■ **Task statement**: Please condense the paragraph of the album review that begins "Perhaps the most jarring bit" into a short list of its main facts.

■ **Passage to read**:
◆ ◆ ◆ ◆ ◆ ◆ ◆
Melody, emotion, and heaviness. These are the three words that most come to mind when listening to Redemption’s seventh studio album, Long Night’s Journey Into Day. The new album has all three of these elements in spades. And they work together to provide a listening experience that keeps me wanting to come back for more.
Long Night’s Journey Into Day sounds like classic Redemption. And at the same time, it manages to sound like something completely new. I was nervous about whether I would like this album. I will just go ahead and be direct: I LOVE IT.
Perhaps the most jarring bit of “newness” is the addition of vocalist Tom Englund (Evergrey) in place of Ray Alder. I admit feeling a great deal of trepidation when I heard that Ray had been replaced. For as long as I had been a fan up to this point, he had been the voice of Redemption. When I heard the first promo single, Little Men, I was not sure what to think. There was certainly nothing wrong with Tom’s singing. But it was jarring hearing music that was so obviously Redemption and hearing someone other than Ray Alder singing.
After letting that song sink in, and now hearing the album in its entirety, I can confirm that Tom was the right man for the job. His voice suits the material perfectly. He not only sings the lyrics—he sells them and gives them a deep sincerity and emotional impact. And he strikes a very nice balance between familiar and new, which is a theme I cannot help repeating. His voice suits the music perfectly, and he sings the songs as someone who has been in the band for years. He also knows how to emote without over singing. And it is obvious from the level of emotion he conveys that he truly connects with the lyrics.
◆ ◆ ◆ ◆ ◆ ◆ ◆
■ **Information supplied**:
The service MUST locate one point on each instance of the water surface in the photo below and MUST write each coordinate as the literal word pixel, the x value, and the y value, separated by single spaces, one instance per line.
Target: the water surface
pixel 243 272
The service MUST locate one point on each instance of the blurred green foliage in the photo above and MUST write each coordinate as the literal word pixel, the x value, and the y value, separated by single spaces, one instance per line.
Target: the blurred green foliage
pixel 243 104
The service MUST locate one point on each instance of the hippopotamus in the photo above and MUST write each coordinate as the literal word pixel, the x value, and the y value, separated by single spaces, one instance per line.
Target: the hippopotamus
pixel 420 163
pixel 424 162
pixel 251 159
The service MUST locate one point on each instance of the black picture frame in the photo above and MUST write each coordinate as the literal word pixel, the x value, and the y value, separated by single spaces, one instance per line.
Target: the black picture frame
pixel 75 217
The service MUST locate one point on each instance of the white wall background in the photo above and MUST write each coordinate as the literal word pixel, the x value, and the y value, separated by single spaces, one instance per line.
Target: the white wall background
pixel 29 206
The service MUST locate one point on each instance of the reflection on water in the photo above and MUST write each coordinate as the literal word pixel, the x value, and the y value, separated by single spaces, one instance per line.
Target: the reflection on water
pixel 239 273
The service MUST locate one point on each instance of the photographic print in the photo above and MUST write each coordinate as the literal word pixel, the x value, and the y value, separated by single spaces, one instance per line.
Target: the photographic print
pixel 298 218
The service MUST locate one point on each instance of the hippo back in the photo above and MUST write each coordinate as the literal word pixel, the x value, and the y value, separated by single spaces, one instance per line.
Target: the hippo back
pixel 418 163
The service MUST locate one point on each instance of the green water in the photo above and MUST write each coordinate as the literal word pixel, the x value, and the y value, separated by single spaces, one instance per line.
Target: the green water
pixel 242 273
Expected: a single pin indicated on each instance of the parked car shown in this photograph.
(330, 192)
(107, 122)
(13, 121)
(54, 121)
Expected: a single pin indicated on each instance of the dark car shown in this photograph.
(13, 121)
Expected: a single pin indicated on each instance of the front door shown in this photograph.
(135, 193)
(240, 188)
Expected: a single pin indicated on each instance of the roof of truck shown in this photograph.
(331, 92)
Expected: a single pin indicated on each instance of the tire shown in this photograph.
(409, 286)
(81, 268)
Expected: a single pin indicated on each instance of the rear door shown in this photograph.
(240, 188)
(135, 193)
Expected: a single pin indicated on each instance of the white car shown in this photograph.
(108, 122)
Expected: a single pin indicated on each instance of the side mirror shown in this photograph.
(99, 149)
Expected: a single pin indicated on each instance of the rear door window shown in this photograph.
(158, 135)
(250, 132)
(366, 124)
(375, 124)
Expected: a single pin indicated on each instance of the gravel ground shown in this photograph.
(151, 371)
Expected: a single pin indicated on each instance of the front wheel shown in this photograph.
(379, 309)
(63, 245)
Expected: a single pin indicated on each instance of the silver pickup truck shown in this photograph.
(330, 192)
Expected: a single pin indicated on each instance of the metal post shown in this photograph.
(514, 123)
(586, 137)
◆ ◆ ◆ ◆ ◆ ◆ ◆
■ **Result**:
- The most jarring new element is vocalist Tom Englund (Evergrey), who replaced Ray Alder.
- The reviewer felt great trepidation at the news, since Ray had been the voice of Redemption throughout the reviewer's time as a fan.
- On hearing the first promo single, Little Men, the reviewer was unsure what to think.
- Tom's singing had nothing wrong with it, but hearing someone other than Ray on music so obviously Redemption was jarring.